begin INFORMATION SHOWN
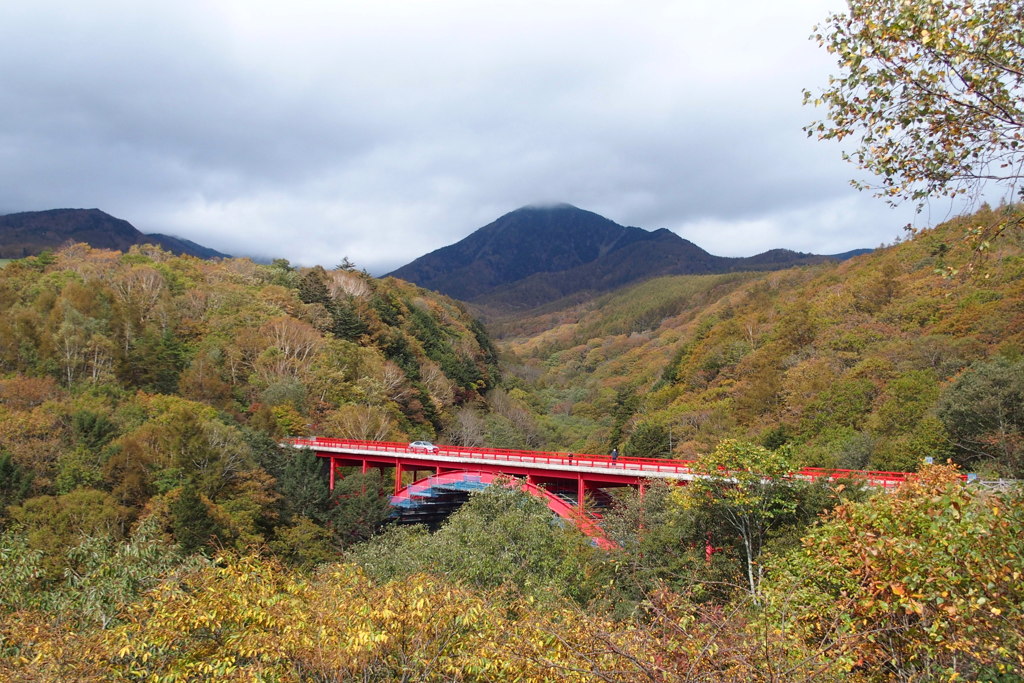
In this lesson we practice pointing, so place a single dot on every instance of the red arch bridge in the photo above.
(573, 485)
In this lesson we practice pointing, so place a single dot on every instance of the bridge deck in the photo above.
(625, 470)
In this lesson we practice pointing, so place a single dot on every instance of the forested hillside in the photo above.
(152, 529)
(144, 384)
(875, 363)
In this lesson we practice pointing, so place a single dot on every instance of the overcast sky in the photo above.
(382, 129)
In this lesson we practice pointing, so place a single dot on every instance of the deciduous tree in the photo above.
(933, 88)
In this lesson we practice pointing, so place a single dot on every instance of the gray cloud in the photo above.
(380, 131)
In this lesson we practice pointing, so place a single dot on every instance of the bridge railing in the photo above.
(884, 479)
(509, 455)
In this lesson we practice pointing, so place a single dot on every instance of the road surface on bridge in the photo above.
(622, 470)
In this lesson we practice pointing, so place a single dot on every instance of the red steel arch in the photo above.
(555, 504)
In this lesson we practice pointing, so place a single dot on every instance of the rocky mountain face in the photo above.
(30, 232)
(537, 255)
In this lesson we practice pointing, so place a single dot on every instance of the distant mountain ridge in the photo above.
(30, 232)
(536, 255)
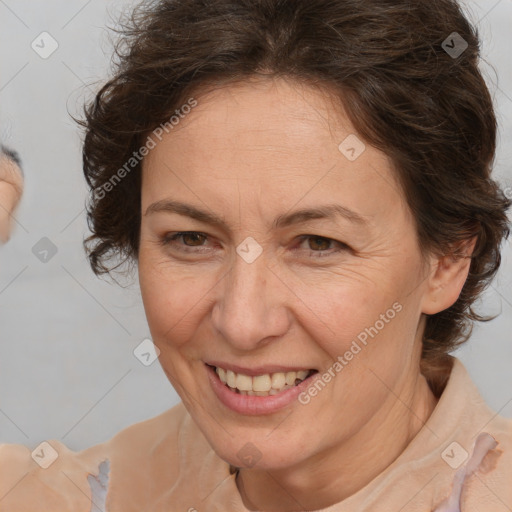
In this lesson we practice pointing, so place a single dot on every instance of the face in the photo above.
(270, 253)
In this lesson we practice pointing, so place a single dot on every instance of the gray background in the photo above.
(67, 368)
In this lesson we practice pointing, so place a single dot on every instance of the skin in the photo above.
(251, 152)
(11, 187)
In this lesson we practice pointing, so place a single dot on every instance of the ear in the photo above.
(448, 273)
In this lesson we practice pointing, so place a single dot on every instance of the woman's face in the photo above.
(299, 255)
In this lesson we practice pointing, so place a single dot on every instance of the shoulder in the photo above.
(47, 477)
(50, 476)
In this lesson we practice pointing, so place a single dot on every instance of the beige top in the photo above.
(166, 464)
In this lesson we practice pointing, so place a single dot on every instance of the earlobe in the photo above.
(447, 277)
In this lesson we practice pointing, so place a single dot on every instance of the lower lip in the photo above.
(255, 405)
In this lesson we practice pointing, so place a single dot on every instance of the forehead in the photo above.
(275, 139)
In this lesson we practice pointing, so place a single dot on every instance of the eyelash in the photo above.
(170, 239)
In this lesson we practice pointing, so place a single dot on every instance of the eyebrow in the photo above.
(329, 211)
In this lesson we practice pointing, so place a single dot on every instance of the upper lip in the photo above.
(253, 371)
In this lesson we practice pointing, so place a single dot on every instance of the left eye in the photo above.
(319, 245)
(195, 242)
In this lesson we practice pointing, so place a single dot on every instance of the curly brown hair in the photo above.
(388, 61)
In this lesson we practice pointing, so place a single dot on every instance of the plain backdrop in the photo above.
(67, 367)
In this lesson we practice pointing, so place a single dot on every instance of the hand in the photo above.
(11, 188)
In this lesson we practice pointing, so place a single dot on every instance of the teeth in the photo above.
(278, 380)
(261, 385)
(244, 382)
(290, 378)
(231, 379)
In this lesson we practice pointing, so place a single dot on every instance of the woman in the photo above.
(305, 190)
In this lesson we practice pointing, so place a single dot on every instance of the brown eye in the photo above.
(318, 243)
(193, 239)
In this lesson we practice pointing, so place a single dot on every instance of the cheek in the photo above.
(173, 297)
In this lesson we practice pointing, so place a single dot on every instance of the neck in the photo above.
(334, 475)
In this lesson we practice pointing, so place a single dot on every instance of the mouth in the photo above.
(263, 385)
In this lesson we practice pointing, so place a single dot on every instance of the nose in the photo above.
(250, 310)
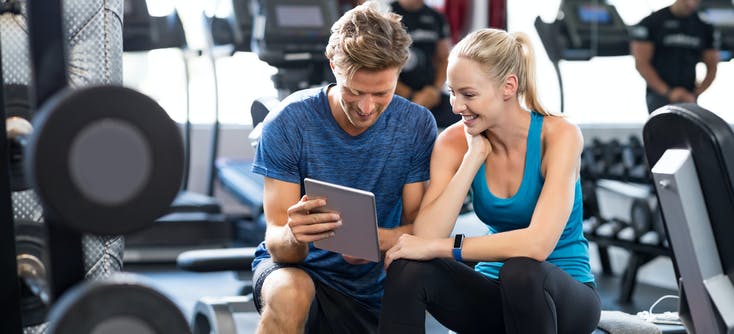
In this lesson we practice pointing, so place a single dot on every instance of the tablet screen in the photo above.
(357, 236)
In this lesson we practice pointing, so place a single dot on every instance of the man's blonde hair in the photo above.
(370, 38)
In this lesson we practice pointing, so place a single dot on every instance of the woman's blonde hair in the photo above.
(502, 54)
(368, 37)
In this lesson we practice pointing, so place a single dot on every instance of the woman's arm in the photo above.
(453, 166)
(562, 145)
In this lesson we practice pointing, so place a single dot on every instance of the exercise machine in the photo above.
(583, 29)
(291, 35)
(103, 161)
(694, 178)
(720, 13)
(194, 220)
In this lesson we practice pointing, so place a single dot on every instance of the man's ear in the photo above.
(509, 86)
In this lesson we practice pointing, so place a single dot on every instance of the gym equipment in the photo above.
(120, 304)
(620, 208)
(230, 23)
(125, 127)
(33, 263)
(197, 219)
(215, 315)
(720, 13)
(583, 29)
(72, 129)
(94, 53)
(291, 35)
(143, 32)
(693, 173)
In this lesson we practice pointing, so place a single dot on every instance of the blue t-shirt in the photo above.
(304, 140)
(571, 253)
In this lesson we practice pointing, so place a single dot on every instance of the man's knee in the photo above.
(288, 290)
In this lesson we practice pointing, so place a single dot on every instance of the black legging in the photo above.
(530, 297)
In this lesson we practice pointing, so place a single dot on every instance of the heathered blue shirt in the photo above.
(571, 254)
(304, 140)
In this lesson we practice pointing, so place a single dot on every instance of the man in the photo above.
(355, 133)
(667, 45)
(423, 77)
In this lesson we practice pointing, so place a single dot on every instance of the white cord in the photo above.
(659, 300)
(660, 318)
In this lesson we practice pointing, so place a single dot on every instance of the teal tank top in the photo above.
(571, 254)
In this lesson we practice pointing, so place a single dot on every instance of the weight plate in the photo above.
(104, 160)
(120, 304)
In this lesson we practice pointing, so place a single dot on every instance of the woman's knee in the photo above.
(521, 269)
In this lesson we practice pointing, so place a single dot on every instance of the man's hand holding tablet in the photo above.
(357, 238)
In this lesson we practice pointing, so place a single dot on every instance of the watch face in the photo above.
(458, 240)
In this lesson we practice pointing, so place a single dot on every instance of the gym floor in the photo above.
(655, 280)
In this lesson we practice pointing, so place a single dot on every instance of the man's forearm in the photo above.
(283, 247)
(389, 236)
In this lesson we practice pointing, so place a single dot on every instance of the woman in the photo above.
(522, 166)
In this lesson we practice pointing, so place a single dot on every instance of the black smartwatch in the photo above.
(458, 242)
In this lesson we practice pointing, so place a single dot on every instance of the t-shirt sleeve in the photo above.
(425, 137)
(277, 152)
(712, 38)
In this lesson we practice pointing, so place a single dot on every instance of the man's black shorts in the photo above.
(331, 310)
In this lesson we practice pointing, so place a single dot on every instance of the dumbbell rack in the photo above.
(10, 292)
(610, 168)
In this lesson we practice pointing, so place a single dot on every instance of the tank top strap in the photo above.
(534, 143)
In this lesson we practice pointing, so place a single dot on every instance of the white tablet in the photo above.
(357, 236)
end INFORMATION SHOWN
### SET TASK
Reproduce the entries above without change, omitting all pictures.

### SOLUTION FOR THIS PROBLEM
In this lesson we practice pointing, so place a single dot on every instance of the red arch bridge in the photo above.
(573, 485)
In this lesson we practice pointing, so place a single dot on every instance of the bridge deck in the photo above.
(625, 470)
In this lesson we practice pointing, so place a single dot on every instance of the forested hillside in the photo above.
(152, 529)
(144, 384)
(875, 363)
In this lesson we practice pointing, so place a single dot on every instance of the overcast sky in the photo above.
(382, 129)
In this lesson we practice pointing, so place a single dot on every instance of the deciduous tree in the photo above.
(933, 88)
In this lesson we practice pointing, so place a single dot on every instance of the gray cloud in the photo above.
(380, 131)
In this lesson we practice pointing, so place a single dot on every instance of the bridge railing in the photo above.
(884, 479)
(509, 455)
In this lesson we practice pointing, so place a single dot on every instance of the road surface on bridge in the photo above.
(622, 470)
In this lesson we practice pointing, so place a single dot on every instance of the red steel arch in the photo above.
(555, 504)
In this lesson we practice pointing, so place a single dot on every instance of the rocky mountain face in the photo above.
(30, 232)
(537, 255)
In this lesson we practice pointing, so place a single dot on every instance of the distant mountain ridge in the photo above.
(30, 232)
(536, 255)
In this lesson we practice pointing, so place a single dot on every instance of the face in the photo above.
(270, 253)
In this lesson we practice pointing, so place a single dot on every instance of the gray background in the photo above.
(67, 368)
In this lesson we practice pointing, so place a single dot on every instance of the skin in the photo above.
(251, 152)
(11, 187)
In this lesson we practice pointing, so place a single dot on every instance of the ear in the photo above.
(448, 273)
In this lesson we practice pointing, so place a single dot on every instance of the woman's face in the photo above.
(299, 255)
In this lesson we practice pointing, so place a single dot on every instance of the shoulder in the photo above.
(47, 477)
(50, 476)
In this lesson we practice pointing, so place a single dot on every instance of the beige top in the photo above.
(166, 464)
In this lesson we practice pointing, so place a single dot on every instance of the earlobe in the photo above.
(447, 277)
In this lesson we practice pointing, so place a single dot on every instance of the lower lip in the photo above.
(255, 405)
In this lesson we practice pointing, so place a single dot on every instance of the forehead in the photo above.
(275, 139)
In this lesson we practice pointing, so place a single dot on every instance of the eyelash in the photo above.
(170, 239)
In this lesson we practice pointing, so place a single dot on every instance of the eyebrow in the photo above.
(329, 211)
In this lesson we practice pointing, so place a single dot on every instance of the upper lip in the photo above.
(253, 371)
In this lesson we practice pointing, so place a single dot on every instance of the left eye in the photo above.
(319, 245)
(195, 242)
In this lesson we practice pointing, so place a single dot on every instance of the curly brown hair in the photo above.
(388, 61)
In this lesson we practice pointing, so place a single dot on every instance of the plain backdrop in the photo above.
(67, 367)
In this lesson we practice pointing, so place a single dot on every instance of the hand in the photo above.
(11, 188)
In this lesson we practice pointing, so place a single dot on every instance of the teeth in the photo above.
(278, 380)
(261, 385)
(244, 382)
(290, 378)
(231, 379)
In this lesson we practice pointing, so place a single dot on every instance of the woman in the photo above.
(305, 190)
In this lesson we practice pointing, so place a single dot on every instance of the brown eye in the photo above.
(318, 243)
(193, 239)
In this lesson we practice pointing, so place a single dot on every instance of the cheek in the photo above.
(173, 297)
In this lesson we practice pointing, so place a single dot on every instance of the neck in the photo above.
(334, 475)
In this lesson we practice pointing, so place a single dot on every instance of the mouth in the photo above.
(263, 385)
In this lesson we practice pointing, so place a single dot on every instance of the nose in the photo above.
(250, 310)
In this lesson we practice pointing, so place a single dot on every instance of the tablet screen in the photo above.
(357, 236)
In this lesson we practice pointing, so place a single dot on every instance of the man's blonde hair in the photo above.
(370, 38)
In this lesson we practice pointing, so place a single dot on every instance of the woman's blonde hair in the photo above.
(502, 54)
(368, 37)
In this lesson we practice pointing, so place a single dot on every instance of the woman's arm in the photo above.
(453, 166)
(562, 145)
In this lesson we practice pointing, so place a single dot on every instance of the exercise machine in the photo above.
(583, 29)
(291, 35)
(103, 161)
(694, 178)
(720, 13)
(194, 220)
In this lesson we practice pointing, so place a single dot on every instance of the man's ear in the photo above.
(509, 86)
In this lesson we practice pointing, so place a single dot on every instance of the gym equipment in the photo above.
(120, 304)
(620, 208)
(230, 23)
(125, 127)
(33, 263)
(197, 219)
(215, 315)
(720, 13)
(583, 29)
(72, 129)
(94, 53)
(291, 35)
(143, 32)
(693, 173)
In this lesson we practice pointing, so place a single dot on every instance of the blue t-shirt in the photo above.
(304, 140)
(571, 253)
In this lesson we practice pointing, so place a single dot on every instance of the man's knee in the photo above.
(288, 290)
In this lesson we practice pointing, so place a single dot on every instance of the black legging in the photo above.
(530, 297)
In this lesson we practice pointing, so place a single dot on every instance of the heathered blue shirt in the photo above.
(571, 254)
(304, 140)
In this lesson we practice pointing, so place a single dot on every instance of the man in the photo above.
(355, 133)
(667, 45)
(423, 77)
In this lesson we practice pointing, so place a single dot on every instance of the white cord in the photo above.
(659, 300)
(660, 318)
In this lesson we practice pointing, so place a single dot on every instance of the teal tank top in the photo above.
(571, 254)
In this lesson we practice pointing, so place a single dot on every instance of the weight plate in the photo above.
(104, 160)
(120, 304)
In this lesson we practice pointing, so place a single dot on every instance of the woman's knee in the photo above.
(521, 269)
In this lesson we practice pointing, so place a single dot on every instance of the man's hand holding tablet in the photo above.
(357, 238)
In this lesson we practice pointing, so place a single dot on every instance of the watch face in the photo above.
(458, 240)
In this lesson we practice pointing, so place a single dot on every instance of the gym floor in the photo above.
(655, 280)
In this lesson we practice pointing, so place a single dot on every instance of the man's forearm in the photo above.
(283, 247)
(389, 236)
In this lesson we practice pointing, so place a single dot on every instance of the woman in the photo above.
(522, 166)
In this lesson we practice pointing, so place a single dot on every instance of the black smartwatch in the photo above.
(458, 242)
In this lesson we practice pointing, so place a single dot on every instance of the t-shirt sleeve in the photo above.
(425, 137)
(277, 152)
(712, 38)
In this lesson we practice pointing, so place a single dot on every instance of the man's black shorts in the photo above.
(331, 310)
In this lesson we practice pointing, so place a single dot on every instance of the dumbbell rack in the photo above.
(10, 292)
(610, 168)
In this lesson we practice pointing, so place a single dot on every instance of the tank top strap in the photo above.
(534, 143)
In this lesson we practice pointing, so place a single dot on every instance of the white tablet in the photo above.
(357, 236)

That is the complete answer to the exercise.